**What is needed:** Copies of all lines containing the string "seated" are needed from the data below.

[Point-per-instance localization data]
======
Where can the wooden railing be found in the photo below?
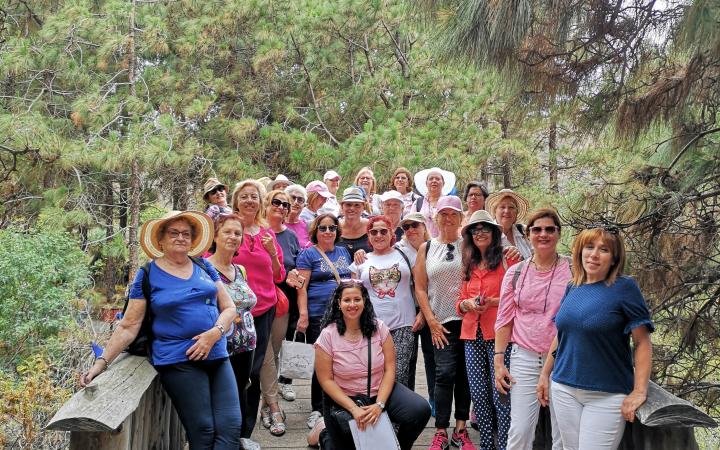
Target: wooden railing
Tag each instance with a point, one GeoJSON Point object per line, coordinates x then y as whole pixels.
{"type": "Point", "coordinates": [125, 408]}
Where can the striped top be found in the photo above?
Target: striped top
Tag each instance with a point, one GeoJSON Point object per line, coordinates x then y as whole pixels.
{"type": "Point", "coordinates": [444, 279]}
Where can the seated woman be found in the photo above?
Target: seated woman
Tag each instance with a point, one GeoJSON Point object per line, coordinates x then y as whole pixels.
{"type": "Point", "coordinates": [341, 364]}
{"type": "Point", "coordinates": [191, 310]}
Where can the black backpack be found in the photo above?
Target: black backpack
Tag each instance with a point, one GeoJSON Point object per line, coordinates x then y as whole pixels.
{"type": "Point", "coordinates": [142, 344]}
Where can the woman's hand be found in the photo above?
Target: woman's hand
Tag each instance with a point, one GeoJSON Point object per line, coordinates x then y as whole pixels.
{"type": "Point", "coordinates": [543, 389]}
{"type": "Point", "coordinates": [438, 332]}
{"type": "Point", "coordinates": [631, 403]}
{"type": "Point", "coordinates": [303, 322]}
{"type": "Point", "coordinates": [503, 379]}
{"type": "Point", "coordinates": [204, 342]}
{"type": "Point", "coordinates": [96, 369]}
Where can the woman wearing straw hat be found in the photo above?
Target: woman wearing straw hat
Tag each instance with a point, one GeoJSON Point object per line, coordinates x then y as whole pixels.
{"type": "Point", "coordinates": [509, 207]}
{"type": "Point", "coordinates": [262, 256]}
{"type": "Point", "coordinates": [191, 312]}
{"type": "Point", "coordinates": [432, 184]}
{"type": "Point", "coordinates": [215, 195]}
{"type": "Point", "coordinates": [484, 266]}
======
**Finished task:**
Where can the seated woman be found in the photo above?
Target: seated woman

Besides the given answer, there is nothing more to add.